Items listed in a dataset
+--
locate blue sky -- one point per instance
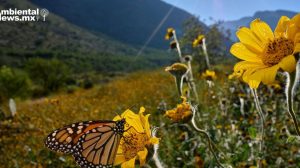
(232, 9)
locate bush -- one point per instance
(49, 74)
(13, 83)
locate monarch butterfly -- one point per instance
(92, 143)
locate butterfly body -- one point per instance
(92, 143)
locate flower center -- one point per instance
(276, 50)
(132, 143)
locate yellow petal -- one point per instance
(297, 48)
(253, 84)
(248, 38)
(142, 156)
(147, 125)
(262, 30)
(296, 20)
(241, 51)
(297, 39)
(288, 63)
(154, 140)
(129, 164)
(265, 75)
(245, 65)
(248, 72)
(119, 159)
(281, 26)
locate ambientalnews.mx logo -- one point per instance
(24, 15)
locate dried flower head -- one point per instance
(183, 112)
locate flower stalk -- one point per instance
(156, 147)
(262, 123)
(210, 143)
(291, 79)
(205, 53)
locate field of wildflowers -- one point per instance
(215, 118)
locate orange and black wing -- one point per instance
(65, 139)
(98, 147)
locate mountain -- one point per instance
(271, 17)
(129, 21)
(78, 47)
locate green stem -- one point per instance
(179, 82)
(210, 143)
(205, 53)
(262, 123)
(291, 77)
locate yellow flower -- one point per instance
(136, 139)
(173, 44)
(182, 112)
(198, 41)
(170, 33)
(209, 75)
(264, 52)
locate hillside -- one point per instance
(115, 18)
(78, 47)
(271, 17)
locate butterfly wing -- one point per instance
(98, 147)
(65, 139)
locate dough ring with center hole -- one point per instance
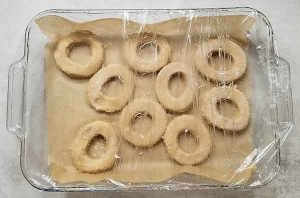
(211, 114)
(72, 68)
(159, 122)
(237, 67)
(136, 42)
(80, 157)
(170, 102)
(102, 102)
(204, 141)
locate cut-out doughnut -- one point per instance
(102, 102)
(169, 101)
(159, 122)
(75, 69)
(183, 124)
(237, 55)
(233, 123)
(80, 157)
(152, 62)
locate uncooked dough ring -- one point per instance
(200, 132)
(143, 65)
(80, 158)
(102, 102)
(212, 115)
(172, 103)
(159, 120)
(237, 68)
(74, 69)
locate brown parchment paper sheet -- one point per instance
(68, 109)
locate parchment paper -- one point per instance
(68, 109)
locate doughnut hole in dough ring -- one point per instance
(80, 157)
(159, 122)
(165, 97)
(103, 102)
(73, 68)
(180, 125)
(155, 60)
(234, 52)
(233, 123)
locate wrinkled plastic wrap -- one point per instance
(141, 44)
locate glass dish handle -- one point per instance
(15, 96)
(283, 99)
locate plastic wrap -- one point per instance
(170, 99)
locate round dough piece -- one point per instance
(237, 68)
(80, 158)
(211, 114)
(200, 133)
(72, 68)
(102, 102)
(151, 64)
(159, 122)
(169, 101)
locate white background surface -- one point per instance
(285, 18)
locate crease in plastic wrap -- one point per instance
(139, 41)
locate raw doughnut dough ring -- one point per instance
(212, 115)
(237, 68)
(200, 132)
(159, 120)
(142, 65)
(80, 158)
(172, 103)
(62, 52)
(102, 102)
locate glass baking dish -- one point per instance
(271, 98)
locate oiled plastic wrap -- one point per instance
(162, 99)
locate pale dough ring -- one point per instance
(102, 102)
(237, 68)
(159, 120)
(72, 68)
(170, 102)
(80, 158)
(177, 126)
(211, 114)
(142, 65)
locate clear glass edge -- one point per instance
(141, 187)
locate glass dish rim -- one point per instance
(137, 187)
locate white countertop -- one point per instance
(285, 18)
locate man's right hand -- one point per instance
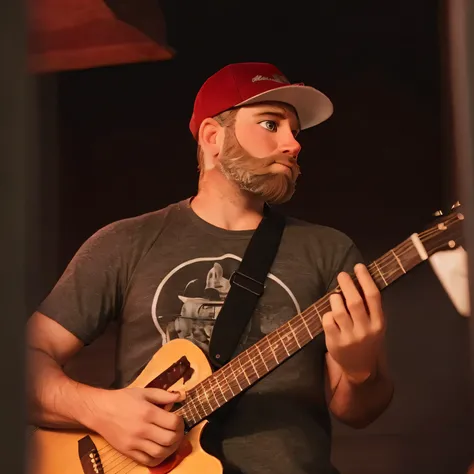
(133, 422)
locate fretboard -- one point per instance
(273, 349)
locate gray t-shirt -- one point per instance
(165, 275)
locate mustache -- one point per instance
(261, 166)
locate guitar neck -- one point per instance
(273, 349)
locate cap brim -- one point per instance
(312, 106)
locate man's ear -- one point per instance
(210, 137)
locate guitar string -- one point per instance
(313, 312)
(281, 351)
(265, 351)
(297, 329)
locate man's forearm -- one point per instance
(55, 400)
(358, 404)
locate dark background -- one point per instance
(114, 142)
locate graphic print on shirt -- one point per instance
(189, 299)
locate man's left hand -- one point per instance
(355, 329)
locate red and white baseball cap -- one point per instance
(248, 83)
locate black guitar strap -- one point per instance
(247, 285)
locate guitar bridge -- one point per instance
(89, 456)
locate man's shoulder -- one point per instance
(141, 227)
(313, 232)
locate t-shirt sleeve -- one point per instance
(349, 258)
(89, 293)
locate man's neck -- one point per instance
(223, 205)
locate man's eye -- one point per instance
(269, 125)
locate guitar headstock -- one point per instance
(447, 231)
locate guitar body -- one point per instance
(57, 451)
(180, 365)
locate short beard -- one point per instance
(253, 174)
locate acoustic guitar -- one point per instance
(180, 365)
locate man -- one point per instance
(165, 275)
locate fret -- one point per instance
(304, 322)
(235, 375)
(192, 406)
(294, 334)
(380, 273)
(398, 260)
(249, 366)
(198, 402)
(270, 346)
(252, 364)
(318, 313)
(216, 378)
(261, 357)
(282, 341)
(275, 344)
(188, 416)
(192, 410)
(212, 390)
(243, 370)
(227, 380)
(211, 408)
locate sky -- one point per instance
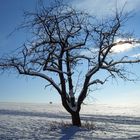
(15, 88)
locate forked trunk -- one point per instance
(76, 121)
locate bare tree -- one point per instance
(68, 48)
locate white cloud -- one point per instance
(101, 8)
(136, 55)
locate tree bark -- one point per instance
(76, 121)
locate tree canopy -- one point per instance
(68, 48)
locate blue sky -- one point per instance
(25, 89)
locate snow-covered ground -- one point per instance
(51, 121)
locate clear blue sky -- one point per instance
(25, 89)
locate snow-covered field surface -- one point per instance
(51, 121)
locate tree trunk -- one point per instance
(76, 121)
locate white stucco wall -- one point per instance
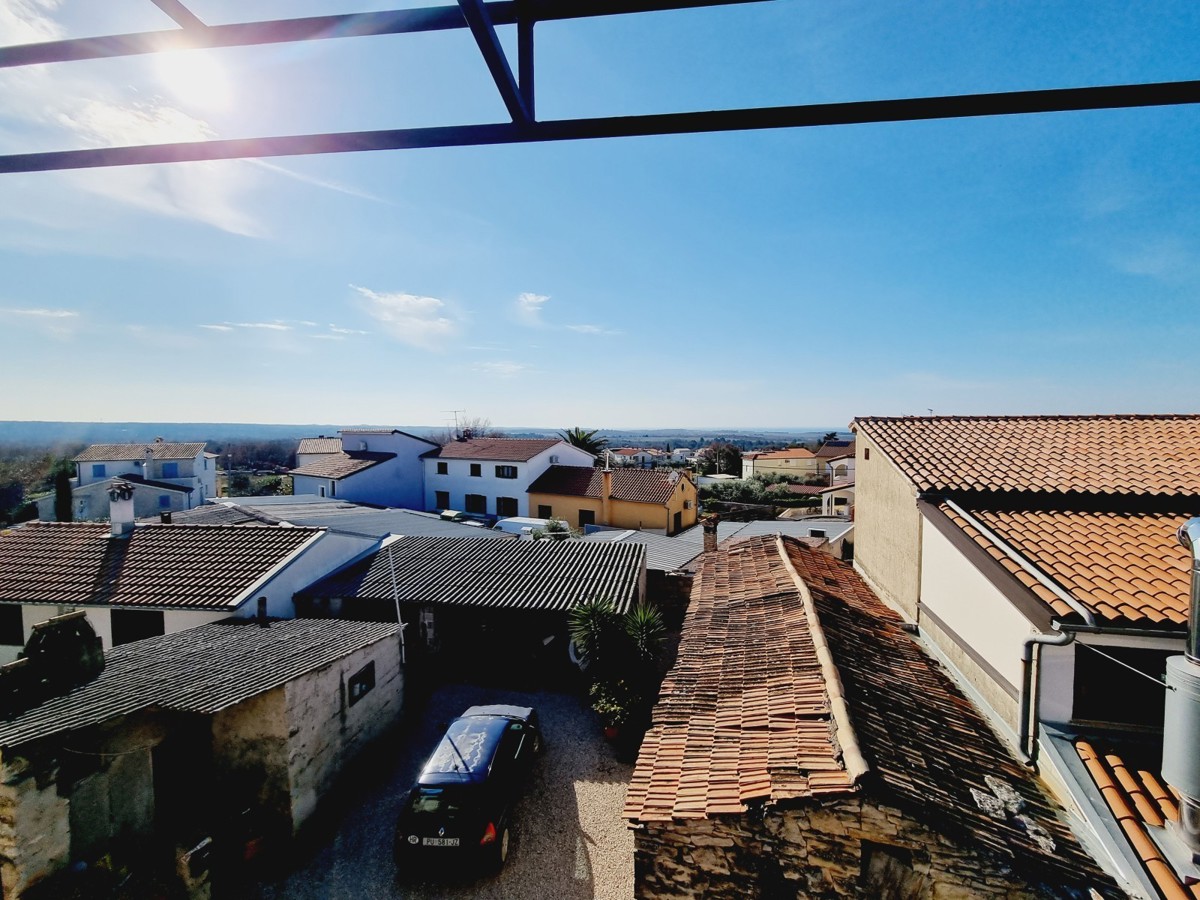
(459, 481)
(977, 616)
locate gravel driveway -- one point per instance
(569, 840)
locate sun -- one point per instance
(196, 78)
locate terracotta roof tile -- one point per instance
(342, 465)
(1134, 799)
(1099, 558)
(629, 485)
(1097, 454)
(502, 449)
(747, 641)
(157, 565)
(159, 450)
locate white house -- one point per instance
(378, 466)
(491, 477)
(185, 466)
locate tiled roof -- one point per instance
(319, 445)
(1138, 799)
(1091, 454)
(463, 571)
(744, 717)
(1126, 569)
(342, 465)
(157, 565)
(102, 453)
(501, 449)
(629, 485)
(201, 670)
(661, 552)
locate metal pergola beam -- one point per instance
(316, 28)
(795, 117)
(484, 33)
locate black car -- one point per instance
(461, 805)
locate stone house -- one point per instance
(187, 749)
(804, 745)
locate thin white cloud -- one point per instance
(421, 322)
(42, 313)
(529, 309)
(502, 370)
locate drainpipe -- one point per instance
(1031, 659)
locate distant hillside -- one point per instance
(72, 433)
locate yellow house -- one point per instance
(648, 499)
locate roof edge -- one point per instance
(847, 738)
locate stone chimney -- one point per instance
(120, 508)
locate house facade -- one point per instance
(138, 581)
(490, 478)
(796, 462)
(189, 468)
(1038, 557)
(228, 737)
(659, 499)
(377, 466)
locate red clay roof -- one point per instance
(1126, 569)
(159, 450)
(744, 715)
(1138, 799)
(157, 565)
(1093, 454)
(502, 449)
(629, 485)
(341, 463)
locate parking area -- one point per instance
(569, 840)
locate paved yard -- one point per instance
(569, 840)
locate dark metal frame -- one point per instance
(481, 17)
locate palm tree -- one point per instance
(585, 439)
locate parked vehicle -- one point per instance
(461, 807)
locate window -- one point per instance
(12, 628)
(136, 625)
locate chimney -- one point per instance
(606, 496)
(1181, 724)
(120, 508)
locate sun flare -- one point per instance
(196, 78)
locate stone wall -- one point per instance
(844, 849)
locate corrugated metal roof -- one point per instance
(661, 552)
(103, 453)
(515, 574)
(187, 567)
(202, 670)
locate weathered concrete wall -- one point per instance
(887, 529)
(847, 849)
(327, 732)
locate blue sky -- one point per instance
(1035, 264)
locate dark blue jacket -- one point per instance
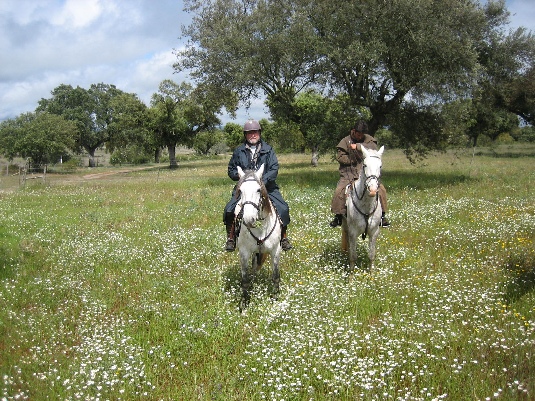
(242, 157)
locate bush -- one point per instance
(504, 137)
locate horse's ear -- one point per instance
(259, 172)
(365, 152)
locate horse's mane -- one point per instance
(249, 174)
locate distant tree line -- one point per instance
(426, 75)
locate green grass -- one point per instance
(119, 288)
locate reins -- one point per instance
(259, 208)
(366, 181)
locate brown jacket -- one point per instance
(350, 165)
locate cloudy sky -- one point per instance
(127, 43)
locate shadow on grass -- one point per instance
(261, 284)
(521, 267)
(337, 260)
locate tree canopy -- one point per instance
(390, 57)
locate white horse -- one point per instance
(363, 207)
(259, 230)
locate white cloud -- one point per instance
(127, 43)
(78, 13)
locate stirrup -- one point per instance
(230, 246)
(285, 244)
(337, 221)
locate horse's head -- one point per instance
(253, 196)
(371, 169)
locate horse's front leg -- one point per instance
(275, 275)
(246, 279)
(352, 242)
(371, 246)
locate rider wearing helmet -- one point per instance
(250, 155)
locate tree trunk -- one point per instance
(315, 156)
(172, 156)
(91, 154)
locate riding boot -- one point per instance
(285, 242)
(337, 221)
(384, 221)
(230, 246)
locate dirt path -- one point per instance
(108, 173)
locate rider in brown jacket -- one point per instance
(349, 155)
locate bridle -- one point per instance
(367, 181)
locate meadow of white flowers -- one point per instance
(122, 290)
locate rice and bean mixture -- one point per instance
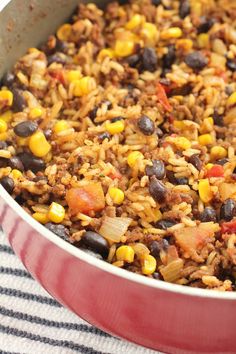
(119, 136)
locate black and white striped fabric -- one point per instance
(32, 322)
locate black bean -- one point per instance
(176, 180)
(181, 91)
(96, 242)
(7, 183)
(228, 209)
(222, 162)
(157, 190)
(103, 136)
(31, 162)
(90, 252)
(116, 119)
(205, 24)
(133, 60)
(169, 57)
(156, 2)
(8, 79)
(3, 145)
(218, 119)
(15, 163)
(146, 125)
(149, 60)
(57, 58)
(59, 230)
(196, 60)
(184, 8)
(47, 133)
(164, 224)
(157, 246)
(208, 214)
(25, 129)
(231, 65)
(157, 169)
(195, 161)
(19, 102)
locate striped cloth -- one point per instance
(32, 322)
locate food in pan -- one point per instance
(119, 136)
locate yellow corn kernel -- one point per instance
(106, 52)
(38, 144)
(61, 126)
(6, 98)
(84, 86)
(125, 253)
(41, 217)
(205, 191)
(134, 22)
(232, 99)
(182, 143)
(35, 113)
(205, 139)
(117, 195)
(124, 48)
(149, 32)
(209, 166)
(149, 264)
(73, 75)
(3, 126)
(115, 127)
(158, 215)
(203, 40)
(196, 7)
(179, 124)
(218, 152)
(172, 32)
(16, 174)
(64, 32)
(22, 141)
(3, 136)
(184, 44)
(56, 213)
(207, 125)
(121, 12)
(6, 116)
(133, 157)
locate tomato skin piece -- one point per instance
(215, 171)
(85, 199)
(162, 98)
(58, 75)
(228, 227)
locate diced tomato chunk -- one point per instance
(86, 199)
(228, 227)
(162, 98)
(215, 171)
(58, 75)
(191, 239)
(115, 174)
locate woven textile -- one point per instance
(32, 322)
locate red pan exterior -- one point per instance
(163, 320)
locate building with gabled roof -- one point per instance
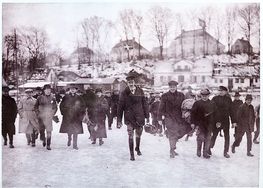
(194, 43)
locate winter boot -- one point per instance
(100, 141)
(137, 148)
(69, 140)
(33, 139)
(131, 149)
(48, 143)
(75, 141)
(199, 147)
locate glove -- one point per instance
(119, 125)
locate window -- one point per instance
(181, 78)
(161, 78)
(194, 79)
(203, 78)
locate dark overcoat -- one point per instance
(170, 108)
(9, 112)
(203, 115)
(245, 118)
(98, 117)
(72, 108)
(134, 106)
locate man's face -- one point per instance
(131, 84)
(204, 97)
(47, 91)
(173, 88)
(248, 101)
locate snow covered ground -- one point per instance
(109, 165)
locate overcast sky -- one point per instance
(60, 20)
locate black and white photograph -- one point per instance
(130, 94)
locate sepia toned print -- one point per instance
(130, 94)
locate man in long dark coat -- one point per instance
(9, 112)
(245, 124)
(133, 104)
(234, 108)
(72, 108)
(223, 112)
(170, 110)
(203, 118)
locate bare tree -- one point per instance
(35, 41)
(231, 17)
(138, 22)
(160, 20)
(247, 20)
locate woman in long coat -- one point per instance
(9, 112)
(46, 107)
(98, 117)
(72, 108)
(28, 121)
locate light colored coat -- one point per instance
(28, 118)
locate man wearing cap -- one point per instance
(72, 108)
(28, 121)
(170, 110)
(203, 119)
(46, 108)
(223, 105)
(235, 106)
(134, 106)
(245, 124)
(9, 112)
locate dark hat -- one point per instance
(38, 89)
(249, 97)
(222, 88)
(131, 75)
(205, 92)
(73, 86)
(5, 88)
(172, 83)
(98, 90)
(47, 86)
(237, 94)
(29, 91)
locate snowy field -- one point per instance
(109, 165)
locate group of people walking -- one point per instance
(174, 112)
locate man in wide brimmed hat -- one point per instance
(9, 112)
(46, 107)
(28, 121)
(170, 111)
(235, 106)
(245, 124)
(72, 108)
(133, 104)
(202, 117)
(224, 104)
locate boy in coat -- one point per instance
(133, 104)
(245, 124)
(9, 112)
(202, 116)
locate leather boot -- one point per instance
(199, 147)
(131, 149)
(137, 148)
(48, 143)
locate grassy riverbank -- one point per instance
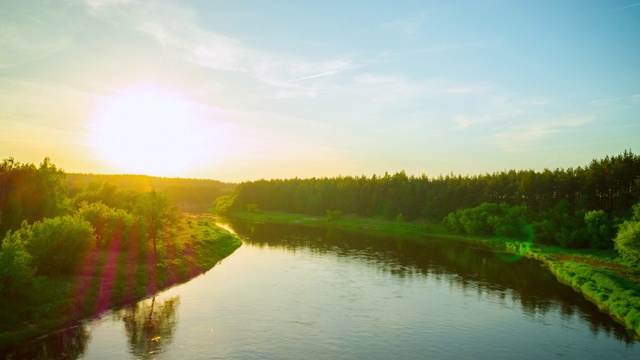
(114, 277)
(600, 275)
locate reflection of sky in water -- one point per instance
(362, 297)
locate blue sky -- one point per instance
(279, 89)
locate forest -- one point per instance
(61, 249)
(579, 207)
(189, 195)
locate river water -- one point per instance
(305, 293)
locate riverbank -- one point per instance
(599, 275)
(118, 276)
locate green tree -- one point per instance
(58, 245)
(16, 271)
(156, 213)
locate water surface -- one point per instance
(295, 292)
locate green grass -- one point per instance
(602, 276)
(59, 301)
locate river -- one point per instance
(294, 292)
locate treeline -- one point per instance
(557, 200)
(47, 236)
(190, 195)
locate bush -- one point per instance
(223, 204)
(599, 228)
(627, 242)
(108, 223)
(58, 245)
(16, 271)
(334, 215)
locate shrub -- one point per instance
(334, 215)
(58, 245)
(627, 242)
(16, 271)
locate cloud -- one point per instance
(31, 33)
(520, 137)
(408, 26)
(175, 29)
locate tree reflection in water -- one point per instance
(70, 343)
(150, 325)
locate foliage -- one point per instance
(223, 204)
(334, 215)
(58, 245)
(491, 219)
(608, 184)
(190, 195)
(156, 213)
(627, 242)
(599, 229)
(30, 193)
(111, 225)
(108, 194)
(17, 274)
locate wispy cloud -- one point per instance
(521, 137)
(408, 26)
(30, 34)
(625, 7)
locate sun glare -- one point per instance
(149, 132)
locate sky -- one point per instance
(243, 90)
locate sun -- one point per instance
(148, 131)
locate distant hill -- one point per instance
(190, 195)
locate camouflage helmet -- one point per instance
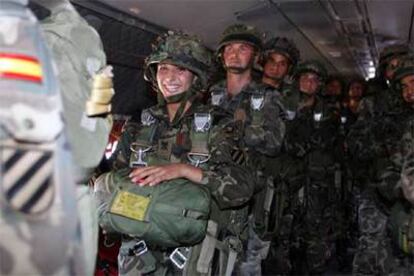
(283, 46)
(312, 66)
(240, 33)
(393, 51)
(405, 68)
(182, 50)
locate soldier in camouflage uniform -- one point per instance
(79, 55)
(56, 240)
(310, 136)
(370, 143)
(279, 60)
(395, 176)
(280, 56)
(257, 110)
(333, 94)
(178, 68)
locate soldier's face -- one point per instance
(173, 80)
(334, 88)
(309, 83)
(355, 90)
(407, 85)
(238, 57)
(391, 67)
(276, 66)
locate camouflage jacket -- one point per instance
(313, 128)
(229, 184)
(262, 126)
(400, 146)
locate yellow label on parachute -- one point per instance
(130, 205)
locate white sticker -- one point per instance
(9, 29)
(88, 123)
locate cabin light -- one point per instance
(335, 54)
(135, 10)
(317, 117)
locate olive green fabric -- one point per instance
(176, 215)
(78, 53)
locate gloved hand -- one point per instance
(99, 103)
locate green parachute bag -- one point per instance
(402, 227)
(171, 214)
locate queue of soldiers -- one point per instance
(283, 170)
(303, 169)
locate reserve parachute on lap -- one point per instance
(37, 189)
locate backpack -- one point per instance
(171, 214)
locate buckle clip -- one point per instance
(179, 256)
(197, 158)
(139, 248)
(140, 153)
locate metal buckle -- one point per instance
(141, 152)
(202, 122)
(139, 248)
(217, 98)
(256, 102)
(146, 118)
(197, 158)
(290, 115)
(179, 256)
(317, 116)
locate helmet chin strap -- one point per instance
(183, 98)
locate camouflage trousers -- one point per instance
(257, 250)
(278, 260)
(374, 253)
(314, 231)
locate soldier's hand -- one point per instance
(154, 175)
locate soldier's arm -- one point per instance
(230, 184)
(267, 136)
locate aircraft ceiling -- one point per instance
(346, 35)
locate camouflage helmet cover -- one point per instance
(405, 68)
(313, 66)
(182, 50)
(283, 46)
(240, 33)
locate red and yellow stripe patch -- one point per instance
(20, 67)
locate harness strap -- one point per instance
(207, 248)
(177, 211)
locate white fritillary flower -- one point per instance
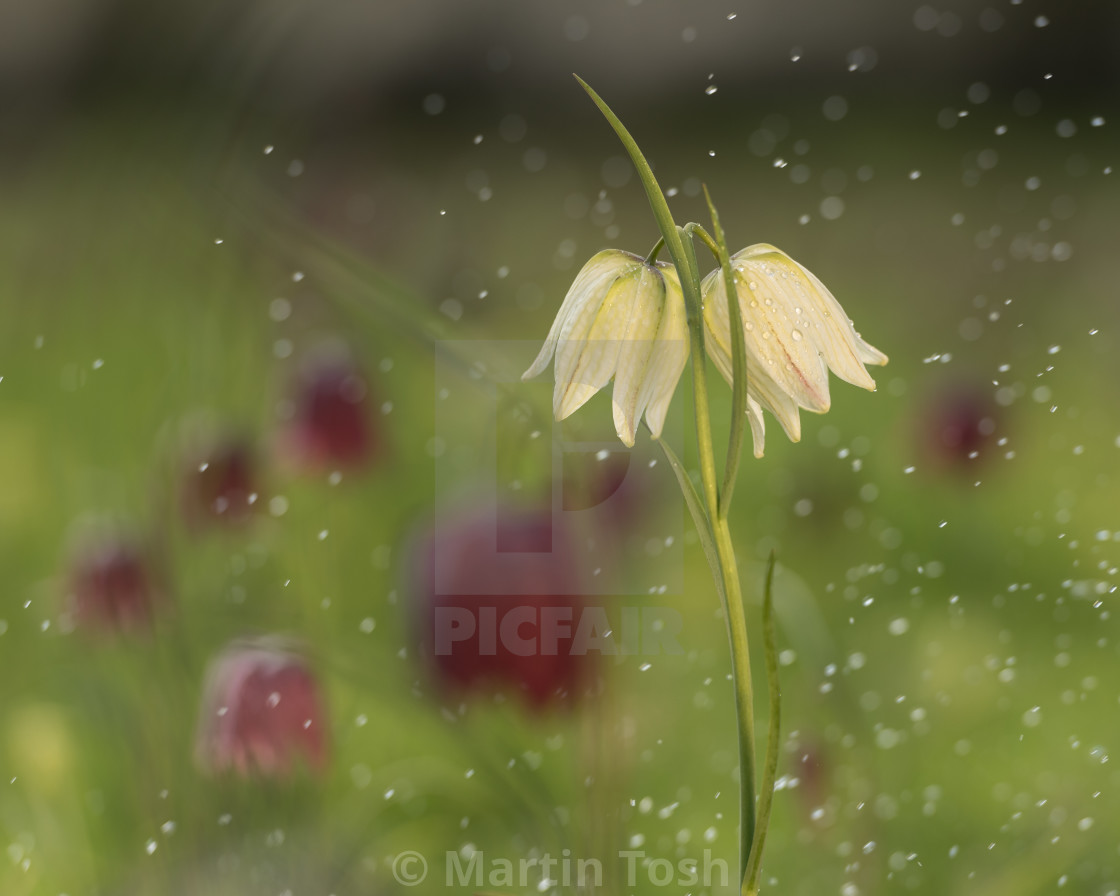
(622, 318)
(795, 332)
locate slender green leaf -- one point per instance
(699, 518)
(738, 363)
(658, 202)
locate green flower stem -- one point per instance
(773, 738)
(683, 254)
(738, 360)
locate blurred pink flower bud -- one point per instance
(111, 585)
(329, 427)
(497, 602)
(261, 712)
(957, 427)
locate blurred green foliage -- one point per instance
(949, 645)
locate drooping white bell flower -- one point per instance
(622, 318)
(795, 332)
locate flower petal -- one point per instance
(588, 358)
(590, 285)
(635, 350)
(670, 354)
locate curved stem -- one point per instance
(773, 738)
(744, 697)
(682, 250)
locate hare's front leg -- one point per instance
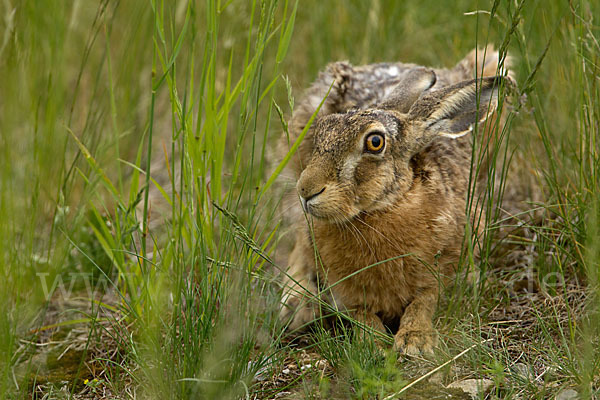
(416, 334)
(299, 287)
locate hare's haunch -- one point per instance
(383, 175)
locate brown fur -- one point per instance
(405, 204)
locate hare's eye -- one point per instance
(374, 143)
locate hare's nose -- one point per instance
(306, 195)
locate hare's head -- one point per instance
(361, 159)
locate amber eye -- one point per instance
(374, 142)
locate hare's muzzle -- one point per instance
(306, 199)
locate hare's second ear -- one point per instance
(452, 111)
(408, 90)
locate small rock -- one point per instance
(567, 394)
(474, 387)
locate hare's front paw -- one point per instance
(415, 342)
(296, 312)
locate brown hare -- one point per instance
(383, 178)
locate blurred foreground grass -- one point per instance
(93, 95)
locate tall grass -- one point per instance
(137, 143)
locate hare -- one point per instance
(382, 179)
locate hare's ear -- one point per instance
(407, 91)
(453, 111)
+--
Work instructions: Where a line contains "locate blurred pink", begin there and set down exactly each line through the end of the data above, omitting any pictures.

Answer to this task:
locate blurred pink flower bud -- one point per instance
(111, 585)
(329, 427)
(497, 602)
(261, 712)
(957, 427)
locate blurred green foliage -- one point per instance
(949, 645)
locate drooping white bell flower -- one point per instance
(622, 318)
(795, 332)
locate flower petal -- one point per instance
(588, 358)
(590, 285)
(635, 350)
(670, 354)
locate curved stem -- one point per instance
(773, 738)
(744, 697)
(682, 250)
locate hare's front leg -- one point per instance
(416, 334)
(299, 287)
locate hare's haunch -- one point per instance
(383, 175)
locate brown fur -- one point per instance
(405, 204)
locate hare's eye -- one point per instance
(374, 143)
locate hare's nose -- one point per instance
(306, 195)
locate hare's head -- one point per instance
(361, 159)
locate amber eye -- one point per instance
(374, 142)
locate hare's muzzle -- one point per instance
(306, 199)
locate hare's second ear -- one point per instance
(452, 111)
(408, 90)
locate small rock -- one point per instance
(567, 394)
(474, 387)
locate hare's front paw -- one point per instance
(415, 342)
(296, 312)
locate brown hare -- one point per instance
(383, 178)
locate blurred foreground grass -- one point per instance
(93, 95)
locate tall grass -- one point per instance
(137, 143)
locate hare -- one point per instance
(382, 179)
locate hare's ear -- one point per instance
(407, 91)
(453, 111)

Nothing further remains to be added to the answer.